§ WHAT NEEDS TO BE DONE: Could you quote the entries below word for word, starting at the line that contains "pixel 63 79." and stopping after the line that contains "pixel 304 168"?

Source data

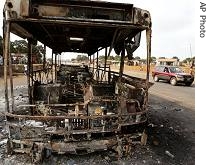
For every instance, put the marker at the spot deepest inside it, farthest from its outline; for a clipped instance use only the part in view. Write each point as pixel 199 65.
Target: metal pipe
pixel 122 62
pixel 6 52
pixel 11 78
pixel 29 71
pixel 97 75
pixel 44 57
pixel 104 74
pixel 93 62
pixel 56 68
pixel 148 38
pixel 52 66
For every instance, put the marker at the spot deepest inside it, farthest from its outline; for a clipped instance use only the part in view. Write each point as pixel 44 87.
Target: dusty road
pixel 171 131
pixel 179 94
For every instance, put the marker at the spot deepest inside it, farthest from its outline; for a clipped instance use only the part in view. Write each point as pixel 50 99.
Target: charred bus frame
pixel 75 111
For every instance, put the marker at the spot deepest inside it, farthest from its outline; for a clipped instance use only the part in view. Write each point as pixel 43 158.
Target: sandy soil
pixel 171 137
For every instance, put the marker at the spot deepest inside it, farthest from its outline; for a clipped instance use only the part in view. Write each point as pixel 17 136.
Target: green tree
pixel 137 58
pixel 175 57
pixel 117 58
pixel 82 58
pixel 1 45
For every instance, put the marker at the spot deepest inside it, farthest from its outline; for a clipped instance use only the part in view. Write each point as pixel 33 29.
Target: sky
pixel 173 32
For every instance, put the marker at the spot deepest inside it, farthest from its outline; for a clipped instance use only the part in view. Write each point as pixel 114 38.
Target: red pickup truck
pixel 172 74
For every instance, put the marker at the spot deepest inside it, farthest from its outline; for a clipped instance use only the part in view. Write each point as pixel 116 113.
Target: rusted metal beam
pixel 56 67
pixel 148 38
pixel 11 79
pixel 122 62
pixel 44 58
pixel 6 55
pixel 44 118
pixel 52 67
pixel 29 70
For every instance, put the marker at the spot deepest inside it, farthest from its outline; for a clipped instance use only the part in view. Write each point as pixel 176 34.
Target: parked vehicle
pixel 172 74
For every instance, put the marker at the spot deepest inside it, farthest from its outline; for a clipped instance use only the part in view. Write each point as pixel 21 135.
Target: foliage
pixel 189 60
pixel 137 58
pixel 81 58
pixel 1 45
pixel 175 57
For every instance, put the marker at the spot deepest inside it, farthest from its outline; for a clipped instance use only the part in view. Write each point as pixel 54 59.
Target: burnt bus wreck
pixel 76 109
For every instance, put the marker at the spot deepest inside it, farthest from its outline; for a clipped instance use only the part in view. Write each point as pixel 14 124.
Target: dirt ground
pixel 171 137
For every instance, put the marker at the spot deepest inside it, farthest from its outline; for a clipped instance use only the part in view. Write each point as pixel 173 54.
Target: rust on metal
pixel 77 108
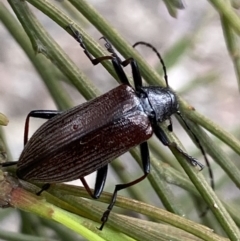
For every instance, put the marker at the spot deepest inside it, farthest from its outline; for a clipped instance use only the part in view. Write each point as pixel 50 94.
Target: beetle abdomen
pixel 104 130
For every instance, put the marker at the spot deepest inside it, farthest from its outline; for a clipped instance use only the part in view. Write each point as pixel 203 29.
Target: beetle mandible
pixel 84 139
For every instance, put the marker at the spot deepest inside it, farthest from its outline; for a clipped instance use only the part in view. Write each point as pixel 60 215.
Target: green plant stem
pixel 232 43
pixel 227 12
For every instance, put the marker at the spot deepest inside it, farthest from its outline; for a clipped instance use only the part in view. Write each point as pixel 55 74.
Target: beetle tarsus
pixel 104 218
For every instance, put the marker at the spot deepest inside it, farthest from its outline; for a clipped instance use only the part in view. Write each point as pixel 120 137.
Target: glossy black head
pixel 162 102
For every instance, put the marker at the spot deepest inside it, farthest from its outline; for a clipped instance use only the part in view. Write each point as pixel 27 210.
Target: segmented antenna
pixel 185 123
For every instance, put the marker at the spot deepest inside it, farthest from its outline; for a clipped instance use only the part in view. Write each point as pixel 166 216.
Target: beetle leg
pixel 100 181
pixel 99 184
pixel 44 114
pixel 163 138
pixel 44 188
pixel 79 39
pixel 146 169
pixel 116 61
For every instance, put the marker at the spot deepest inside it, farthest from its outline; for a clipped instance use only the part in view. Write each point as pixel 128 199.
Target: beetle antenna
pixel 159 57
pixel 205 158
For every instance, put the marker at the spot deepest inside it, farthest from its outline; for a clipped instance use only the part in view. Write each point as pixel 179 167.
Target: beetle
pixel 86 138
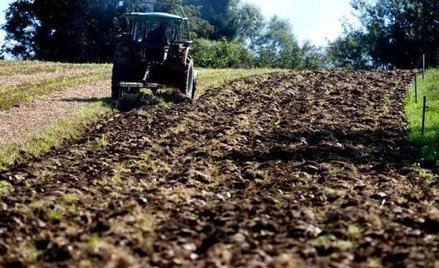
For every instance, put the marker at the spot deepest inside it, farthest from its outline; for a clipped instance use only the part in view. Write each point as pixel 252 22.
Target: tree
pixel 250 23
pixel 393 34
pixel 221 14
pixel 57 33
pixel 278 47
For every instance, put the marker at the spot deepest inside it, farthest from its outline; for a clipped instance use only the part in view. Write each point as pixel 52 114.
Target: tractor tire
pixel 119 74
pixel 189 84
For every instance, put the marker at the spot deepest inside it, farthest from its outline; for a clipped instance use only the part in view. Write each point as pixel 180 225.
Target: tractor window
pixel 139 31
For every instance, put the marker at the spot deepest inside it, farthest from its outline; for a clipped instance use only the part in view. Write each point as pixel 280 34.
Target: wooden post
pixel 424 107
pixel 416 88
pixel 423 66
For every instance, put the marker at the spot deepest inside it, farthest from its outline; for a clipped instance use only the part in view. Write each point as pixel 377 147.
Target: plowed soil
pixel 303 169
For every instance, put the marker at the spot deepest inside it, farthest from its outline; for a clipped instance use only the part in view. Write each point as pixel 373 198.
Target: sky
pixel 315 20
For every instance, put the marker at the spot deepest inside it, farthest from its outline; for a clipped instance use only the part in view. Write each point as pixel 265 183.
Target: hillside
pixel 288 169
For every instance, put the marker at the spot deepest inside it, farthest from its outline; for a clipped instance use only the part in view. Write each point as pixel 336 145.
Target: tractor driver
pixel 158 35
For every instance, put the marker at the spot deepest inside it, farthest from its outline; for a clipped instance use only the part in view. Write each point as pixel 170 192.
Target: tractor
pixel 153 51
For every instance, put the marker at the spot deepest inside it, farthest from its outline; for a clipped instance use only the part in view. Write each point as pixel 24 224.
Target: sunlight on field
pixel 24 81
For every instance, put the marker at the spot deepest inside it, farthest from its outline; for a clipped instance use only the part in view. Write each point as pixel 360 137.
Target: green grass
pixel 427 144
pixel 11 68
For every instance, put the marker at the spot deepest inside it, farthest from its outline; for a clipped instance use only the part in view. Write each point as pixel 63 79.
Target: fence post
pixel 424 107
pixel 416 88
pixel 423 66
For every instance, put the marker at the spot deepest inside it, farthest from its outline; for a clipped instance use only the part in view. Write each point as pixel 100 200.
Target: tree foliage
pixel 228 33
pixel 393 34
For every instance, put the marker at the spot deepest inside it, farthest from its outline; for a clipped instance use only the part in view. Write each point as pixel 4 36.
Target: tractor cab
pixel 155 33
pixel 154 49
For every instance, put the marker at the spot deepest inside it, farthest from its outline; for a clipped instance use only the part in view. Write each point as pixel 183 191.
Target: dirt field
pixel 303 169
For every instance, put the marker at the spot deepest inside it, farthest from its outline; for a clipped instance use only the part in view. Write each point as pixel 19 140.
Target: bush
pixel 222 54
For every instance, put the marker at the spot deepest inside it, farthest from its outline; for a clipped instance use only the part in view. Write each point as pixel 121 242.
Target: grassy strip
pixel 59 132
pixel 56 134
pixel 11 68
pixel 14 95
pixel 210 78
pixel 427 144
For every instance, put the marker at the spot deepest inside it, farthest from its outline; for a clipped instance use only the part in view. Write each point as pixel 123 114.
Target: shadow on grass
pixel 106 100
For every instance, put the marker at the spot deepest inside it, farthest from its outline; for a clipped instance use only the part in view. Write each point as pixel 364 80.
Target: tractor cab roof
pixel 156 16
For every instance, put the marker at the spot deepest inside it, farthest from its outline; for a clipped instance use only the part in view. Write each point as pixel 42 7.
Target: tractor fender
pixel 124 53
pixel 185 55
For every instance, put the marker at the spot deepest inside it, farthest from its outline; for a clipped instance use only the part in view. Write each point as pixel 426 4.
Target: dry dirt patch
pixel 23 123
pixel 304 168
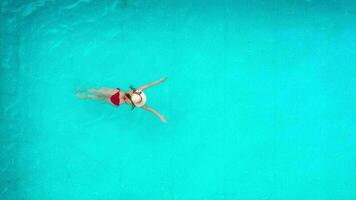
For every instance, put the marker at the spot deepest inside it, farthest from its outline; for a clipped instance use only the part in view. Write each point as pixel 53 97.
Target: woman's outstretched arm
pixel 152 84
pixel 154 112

* * *

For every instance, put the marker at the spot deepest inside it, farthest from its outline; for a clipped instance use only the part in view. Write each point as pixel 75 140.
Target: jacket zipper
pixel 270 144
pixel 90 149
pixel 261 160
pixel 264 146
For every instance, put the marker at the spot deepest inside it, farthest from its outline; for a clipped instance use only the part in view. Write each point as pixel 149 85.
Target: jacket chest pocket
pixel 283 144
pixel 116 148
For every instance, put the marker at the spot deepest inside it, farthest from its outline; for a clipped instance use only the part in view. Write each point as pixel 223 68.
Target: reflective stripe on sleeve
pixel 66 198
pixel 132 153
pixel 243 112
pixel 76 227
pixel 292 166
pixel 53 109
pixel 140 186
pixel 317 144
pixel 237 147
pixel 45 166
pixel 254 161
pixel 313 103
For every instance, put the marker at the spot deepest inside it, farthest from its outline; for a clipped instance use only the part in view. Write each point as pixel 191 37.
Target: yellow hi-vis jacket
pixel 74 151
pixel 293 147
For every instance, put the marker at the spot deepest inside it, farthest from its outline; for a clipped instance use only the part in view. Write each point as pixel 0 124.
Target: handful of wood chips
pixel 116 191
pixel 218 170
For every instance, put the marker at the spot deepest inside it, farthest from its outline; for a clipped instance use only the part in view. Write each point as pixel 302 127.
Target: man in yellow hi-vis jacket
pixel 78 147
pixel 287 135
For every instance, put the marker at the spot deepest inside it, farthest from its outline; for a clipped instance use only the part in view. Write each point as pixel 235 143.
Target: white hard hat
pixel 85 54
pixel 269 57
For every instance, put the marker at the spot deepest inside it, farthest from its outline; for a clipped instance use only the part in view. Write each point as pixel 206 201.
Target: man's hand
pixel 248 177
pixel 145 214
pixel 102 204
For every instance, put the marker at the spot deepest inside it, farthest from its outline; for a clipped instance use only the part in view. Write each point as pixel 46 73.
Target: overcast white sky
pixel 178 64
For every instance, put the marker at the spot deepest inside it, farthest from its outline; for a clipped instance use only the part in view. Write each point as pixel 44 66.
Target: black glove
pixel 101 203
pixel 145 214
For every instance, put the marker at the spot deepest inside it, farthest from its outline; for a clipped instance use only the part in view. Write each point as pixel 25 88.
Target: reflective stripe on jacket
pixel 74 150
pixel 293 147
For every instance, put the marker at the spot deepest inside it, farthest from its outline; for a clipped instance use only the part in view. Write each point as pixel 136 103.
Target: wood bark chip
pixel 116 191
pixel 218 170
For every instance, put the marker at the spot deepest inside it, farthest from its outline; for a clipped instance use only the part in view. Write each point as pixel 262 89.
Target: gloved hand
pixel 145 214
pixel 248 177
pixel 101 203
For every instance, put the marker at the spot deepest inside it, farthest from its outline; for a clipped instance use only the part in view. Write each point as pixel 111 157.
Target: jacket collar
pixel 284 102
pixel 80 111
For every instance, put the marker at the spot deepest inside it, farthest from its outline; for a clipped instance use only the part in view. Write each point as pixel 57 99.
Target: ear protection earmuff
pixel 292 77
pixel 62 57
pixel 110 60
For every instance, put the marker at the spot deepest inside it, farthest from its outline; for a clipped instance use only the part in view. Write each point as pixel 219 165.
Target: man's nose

==

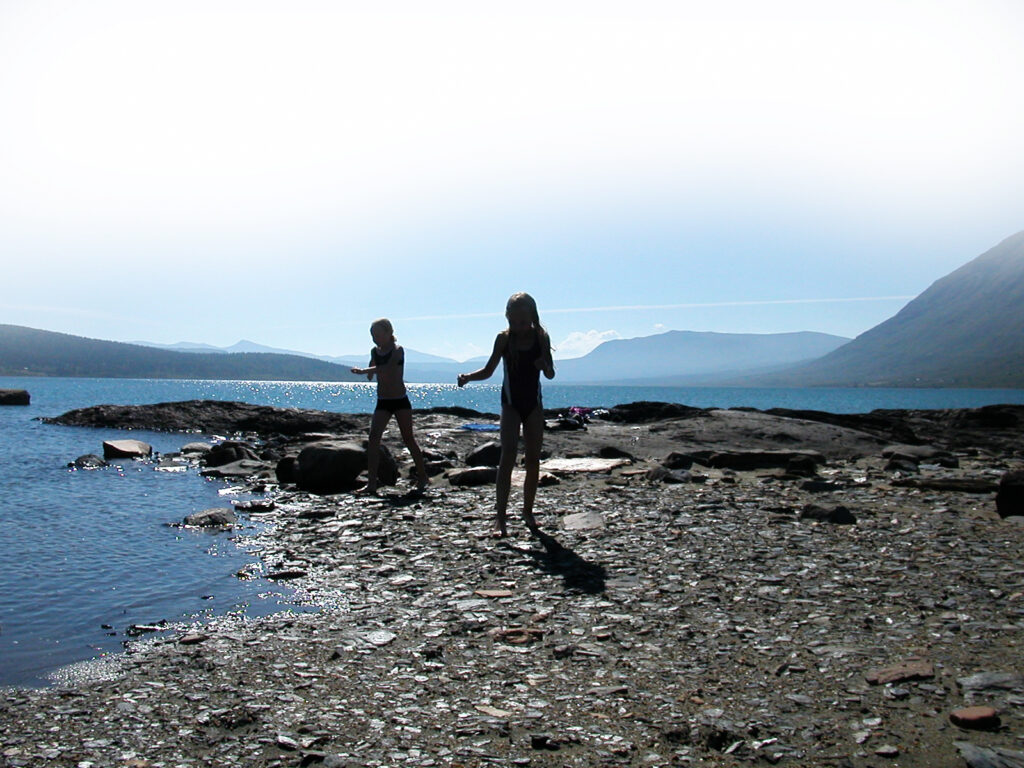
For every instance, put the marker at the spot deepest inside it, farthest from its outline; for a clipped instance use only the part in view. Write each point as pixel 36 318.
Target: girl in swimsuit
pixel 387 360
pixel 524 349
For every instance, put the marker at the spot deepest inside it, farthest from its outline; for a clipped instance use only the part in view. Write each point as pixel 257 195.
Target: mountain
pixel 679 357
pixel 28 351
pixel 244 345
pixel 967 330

§ PROBLEM SOLUTION:
For every instance, put the marker at the spot deepest inside it, farthest from its outline; for a clipped instance use only the part in view. Write each point as pixel 63 79.
Target: fence post
pixel 424 107
pixel 416 88
pixel 423 66
For every instance, put the marker at the spot deepest inside it, farthest from its outline; for a clipped instance use only the part in view. Write each point as pixel 100 200.
Target: tree foliage
pixel 228 33
pixel 393 34
For every instance, put the marker at the spot deepest inside it, farthest from its outline; for a clipped instance use only the part in view. Write each point as pixel 4 36.
Target: tractor cab
pixel 155 33
pixel 154 49
For every instance, put the marker at the spot deepest inside it, farthest from its outline; for a clipped instance use only the part in view. Write each point as pixel 183 191.
Target: dirt field
pixel 303 169
For every instance, put the marker at the spot deepest inside it, farthest from its outline; for a clipped instance use only the part in view. Write each point as pixel 19 140.
Target: bush
pixel 222 54
For every instance, put the marker at the spot deepest inside it, farthest from its outline; for a clipped instance use only the part in view. Write each point as pixel 121 242.
Target: grassy strip
pixel 59 132
pixel 56 134
pixel 11 68
pixel 14 95
pixel 210 78
pixel 427 144
For every instance, put the marker at the spot deepest inside it, farthest from its outline; for a clipped instance use only the part in view. Write each point as pixel 123 114.
Target: shadow on grass
pixel 106 100
For every instance, put the marker at the spot deepest inside it, farthest from its outline; for a clipped instance use only the part in view. Write each point as pixel 364 80.
Target: tractor cab roof
pixel 156 16
For every instance, put the marker at the spot deepest inside it, farthest from its outline; for a clipped instance use only the part in view. Write each point as pixel 42 7.
Target: tractor fender
pixel 124 53
pixel 185 55
For every instance, put the marker at the spot deepest inside it, farthest from its outline; for a clipped instance use only the part in view. Write each point as pixel 426 4.
Target: dry dirt patch
pixel 23 123
pixel 304 168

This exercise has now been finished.